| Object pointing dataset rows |
-=-=-
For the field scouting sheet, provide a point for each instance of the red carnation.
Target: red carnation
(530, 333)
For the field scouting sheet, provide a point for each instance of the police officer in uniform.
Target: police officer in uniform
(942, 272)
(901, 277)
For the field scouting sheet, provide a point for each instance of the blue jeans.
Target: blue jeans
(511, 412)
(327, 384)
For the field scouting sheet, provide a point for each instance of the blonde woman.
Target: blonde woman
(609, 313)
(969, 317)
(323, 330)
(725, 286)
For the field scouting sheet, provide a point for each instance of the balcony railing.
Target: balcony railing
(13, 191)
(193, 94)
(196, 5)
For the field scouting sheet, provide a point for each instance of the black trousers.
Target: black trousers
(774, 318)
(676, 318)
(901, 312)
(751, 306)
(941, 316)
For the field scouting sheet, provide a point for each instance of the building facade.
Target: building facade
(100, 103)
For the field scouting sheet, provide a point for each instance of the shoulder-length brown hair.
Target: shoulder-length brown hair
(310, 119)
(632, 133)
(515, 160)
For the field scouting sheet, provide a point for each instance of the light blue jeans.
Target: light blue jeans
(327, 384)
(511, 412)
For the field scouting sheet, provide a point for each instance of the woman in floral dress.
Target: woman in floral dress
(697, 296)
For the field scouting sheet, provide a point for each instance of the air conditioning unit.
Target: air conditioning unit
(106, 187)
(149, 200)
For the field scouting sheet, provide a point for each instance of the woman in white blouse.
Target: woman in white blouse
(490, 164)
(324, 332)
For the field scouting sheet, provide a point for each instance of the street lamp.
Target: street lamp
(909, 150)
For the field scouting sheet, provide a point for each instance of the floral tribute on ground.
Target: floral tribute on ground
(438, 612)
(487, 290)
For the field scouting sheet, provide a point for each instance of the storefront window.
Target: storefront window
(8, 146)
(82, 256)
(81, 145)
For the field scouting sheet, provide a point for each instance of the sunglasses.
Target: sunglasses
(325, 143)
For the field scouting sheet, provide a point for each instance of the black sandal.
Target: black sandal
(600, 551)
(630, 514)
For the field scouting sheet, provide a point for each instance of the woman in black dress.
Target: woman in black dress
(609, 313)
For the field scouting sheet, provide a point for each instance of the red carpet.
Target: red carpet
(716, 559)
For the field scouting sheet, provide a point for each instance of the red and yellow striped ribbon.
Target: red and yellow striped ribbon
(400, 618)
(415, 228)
-=-=-
| WHAT THE TASK ASKS |
Your task is to reproduce all of the records exactly.

| RESULT OF THIS EXERCISE |
For the field scouting sheet, provide a point for each instance of the red carnation.
Target: red carnation
(530, 333)
For the field scouting sheet, provide a point for each instance of the police officer in uniform.
Target: police officer in uniform
(942, 272)
(901, 277)
For the field scouting sheet, provide a point for each instance of the blue jeans.
Target: blue jeans
(511, 412)
(327, 384)
For the field scouting sheet, provide a point for each instance of the blonde woman.
Target: blonde woman
(609, 313)
(969, 317)
(323, 330)
(725, 286)
For the field scouting sheet, provide a point for each instance of the balcony railing.
Target: balcony railing
(13, 191)
(193, 94)
(196, 5)
For the field scouting sheet, provide a point for each instance of the black trousers.
Target: black trousers
(774, 318)
(676, 318)
(901, 312)
(751, 306)
(941, 316)
For the field scouting sheet, provide a point for each instance of the building facade.
Target: building facade
(100, 103)
For the field scouting sheet, provide a point for each instance of the shoulder-length brown hair.
Target: shoulder-length brown hair
(310, 119)
(632, 133)
(515, 160)
For the field scouting sheet, provide a point for each instance of the light blue jeans.
Target: light blue jeans
(327, 384)
(511, 412)
For the field scouting sheet, provide a point for each instance of the woman in floral dress.
Target: woman in floral dress
(697, 296)
For the field scouting sheet, provide a point for each instance of the air conditioning unit.
Target: air conditioning unit
(106, 187)
(149, 200)
For the field scouting sheet, provide a point for each instance of the woman in white blouse.
Target: woman in white blouse
(490, 164)
(324, 332)
For the field scouting sheet, provide a point for each instance of the street lamp.
Target: street lamp
(909, 150)
For the field scouting sheet, provide a point for each instance of the floral tribute on ground.
Target: floral tribute on ground
(438, 612)
(487, 290)
For the field scouting sheet, provide a point for each instance of the storefront window.
Target: storefront window
(8, 146)
(82, 256)
(81, 145)
For the field scouting sheet, provide a point for each instance of the sunglasses.
Target: sunglasses
(325, 143)
For the field scouting sheet, provide a point for each instance of the black sandal.
Target: black sandal
(600, 551)
(630, 514)
For the field scouting sheet, provide a point for each instance of the woman in black dress.
Target: woman in black dress
(609, 313)
For the field scouting sheet, provide a point for each instance of the red carpet.
Target: red carpet
(716, 559)
For the field scouting sheet, provide a point for each instance of the red and yellow striped ribbon.
Target: red and yellow striped ribbon
(400, 618)
(415, 228)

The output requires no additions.